Greifarm-Konzept: Thule & Spinder wirklich auf einem Niveau?

Die Teleskoparme des Thule sind dank Rasterung simpel in der Höhe zu verstellen.
Auf den Fotos wirken beide Greifarm-Konzepte quasi identisch – sind sie in der Praxis aber nicht. Die Arme des Epos werden einfach nur aufgestellt und auf die passende Höhe ausgezogen, das Rad per gummiertem, frei drehbarem Ratschenkopf gesichert. Das ist in der Praxis wirklich genauso simpel, wie es klingt, und – in unserem Dauertest – einhändig bedienbar.

Beim Spinder sind dagegen mehr Handgriffe vonnöten – Höhen- und Kopfverstellung muss man getrennt arretieren.
Der Spinder ist dahingehend komplexer. Die Teleskopierung muss man erst über eine Klemme lösen, zudem ist der Greifkopf über eine Verzahnung verstell- und anschließend arretierbar. Dazu kommt, dass bei unserem Testmodell die Verstellung auch nach vielen Verstellungen spürbar steifer ist, als beim Thule.
Schienenbreite und Zuladung: Wer verpackt mehr?

..............................

## Aufgabe
Gib bitte den Text über die Greifarme von Thule und Spinder von „Auf den Fotos“ bis einschließlich „man getrennt arretieren.“ noch einmal wieder und benenne darin „Dauertest“ in „Langzeittest“ um.

..............................

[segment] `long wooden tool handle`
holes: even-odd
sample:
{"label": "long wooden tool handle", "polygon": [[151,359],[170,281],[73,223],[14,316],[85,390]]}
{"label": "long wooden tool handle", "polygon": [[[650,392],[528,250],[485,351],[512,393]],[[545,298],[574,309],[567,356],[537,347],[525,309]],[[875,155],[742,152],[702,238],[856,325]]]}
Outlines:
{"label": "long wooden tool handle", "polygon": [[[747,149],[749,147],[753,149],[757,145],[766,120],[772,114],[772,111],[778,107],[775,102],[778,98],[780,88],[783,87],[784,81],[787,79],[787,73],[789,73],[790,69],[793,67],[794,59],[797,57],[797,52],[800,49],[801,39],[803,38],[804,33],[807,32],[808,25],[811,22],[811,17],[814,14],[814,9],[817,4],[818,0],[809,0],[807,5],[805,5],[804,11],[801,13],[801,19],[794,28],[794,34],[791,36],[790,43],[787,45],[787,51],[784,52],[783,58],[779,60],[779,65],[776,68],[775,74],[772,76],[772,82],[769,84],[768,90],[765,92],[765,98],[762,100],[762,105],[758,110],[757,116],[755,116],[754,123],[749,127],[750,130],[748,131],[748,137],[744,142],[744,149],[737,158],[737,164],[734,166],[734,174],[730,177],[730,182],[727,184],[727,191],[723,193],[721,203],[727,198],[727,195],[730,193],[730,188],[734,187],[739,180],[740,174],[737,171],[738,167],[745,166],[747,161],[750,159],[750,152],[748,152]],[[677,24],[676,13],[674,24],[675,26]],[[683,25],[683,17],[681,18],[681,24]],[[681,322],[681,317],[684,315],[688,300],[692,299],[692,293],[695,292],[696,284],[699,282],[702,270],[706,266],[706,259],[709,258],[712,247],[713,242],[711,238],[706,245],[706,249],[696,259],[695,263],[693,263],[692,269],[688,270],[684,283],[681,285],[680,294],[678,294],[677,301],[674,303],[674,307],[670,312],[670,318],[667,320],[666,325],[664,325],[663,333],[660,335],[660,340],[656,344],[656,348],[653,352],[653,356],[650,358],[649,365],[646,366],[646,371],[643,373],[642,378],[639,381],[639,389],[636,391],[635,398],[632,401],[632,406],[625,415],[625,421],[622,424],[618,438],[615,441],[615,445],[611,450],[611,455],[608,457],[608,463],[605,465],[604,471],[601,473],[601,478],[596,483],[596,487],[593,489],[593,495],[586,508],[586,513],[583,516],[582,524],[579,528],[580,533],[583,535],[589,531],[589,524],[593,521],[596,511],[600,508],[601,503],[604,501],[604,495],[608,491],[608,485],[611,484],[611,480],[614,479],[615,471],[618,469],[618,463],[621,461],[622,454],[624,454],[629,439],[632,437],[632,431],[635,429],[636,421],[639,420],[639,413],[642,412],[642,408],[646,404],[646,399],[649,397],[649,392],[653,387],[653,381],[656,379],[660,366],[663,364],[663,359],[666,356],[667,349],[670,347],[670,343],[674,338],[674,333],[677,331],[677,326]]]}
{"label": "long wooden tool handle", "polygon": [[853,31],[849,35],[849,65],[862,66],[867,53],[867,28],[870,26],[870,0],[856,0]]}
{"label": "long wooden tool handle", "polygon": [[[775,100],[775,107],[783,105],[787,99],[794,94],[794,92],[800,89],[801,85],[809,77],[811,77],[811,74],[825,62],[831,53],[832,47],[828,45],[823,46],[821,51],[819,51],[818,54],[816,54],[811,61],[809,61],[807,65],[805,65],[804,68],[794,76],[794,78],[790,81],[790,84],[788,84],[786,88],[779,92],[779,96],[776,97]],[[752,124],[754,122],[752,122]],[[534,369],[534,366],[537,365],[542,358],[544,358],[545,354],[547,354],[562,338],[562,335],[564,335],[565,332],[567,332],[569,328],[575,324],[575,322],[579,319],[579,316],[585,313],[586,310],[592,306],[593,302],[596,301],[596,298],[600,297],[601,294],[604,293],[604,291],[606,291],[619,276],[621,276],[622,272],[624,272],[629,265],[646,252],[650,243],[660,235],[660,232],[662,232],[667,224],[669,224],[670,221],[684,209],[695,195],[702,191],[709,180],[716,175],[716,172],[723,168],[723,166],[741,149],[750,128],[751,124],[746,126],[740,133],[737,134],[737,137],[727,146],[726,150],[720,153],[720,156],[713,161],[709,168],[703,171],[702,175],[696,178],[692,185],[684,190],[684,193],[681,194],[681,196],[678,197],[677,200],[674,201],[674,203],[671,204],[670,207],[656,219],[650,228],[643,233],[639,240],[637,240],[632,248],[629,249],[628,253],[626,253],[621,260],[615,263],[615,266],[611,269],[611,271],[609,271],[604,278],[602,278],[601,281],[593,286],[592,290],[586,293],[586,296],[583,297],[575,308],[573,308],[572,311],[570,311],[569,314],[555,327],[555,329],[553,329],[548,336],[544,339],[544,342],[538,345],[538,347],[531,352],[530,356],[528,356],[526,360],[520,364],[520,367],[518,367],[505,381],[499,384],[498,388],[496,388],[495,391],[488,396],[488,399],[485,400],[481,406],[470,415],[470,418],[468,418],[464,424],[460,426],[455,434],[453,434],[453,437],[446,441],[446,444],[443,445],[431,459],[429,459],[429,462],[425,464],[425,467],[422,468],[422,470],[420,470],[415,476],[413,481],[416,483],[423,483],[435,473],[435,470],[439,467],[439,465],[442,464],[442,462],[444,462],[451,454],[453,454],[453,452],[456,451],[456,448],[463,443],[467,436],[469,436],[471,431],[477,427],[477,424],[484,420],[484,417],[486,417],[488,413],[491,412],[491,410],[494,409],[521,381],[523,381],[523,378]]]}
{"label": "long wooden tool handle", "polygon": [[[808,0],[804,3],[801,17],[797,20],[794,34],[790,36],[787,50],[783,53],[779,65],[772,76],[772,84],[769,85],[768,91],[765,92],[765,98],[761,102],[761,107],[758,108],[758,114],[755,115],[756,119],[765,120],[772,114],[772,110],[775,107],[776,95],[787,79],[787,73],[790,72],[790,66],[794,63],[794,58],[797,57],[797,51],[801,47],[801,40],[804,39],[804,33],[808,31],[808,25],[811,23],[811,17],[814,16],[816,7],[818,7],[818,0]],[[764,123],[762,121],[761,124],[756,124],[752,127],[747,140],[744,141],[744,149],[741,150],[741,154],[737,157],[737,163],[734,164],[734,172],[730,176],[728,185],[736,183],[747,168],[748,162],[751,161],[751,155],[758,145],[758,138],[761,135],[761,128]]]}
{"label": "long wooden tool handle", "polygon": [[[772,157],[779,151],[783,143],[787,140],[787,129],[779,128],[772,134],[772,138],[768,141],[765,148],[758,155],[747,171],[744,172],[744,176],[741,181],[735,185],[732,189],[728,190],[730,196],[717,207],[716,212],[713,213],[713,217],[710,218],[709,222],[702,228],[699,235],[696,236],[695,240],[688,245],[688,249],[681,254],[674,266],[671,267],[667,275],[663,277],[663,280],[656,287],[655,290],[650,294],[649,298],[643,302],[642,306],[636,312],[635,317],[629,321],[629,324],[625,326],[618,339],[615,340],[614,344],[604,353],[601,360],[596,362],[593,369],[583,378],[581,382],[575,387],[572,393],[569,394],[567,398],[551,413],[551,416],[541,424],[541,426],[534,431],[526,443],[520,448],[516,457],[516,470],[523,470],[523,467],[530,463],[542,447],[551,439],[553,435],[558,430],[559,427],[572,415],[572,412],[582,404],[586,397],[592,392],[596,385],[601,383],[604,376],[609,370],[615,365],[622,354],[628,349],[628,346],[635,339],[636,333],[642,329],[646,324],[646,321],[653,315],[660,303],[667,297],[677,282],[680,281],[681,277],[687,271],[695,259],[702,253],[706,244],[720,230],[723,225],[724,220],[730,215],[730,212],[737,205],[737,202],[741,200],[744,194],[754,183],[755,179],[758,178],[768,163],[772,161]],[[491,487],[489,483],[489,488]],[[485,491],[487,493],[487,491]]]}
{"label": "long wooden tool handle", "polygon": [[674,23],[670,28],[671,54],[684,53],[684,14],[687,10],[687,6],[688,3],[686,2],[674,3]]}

..............................

## Ergebnis der Aufgabe
Auf den Fotos wirken beide Greifarm-Konzepte quasi identisch – sind sie in der Praxis aber nicht. Die Arme des Epos werden einfach nur aufgestellt und auf die passende Höhe ausgezogen, das Rad per gummiertem, frei drehbarem Ratschenkopf gesichert. Das ist in der Praxis wirklich genauso simpel, wie es klingt, und – in unserem Langzeittest – einhändig bedienbar.

Beim Spinder sind dagegen mehr Handgriffe vonnöten – Höhen- und Kopfverstellung muss man getrennt arretieren.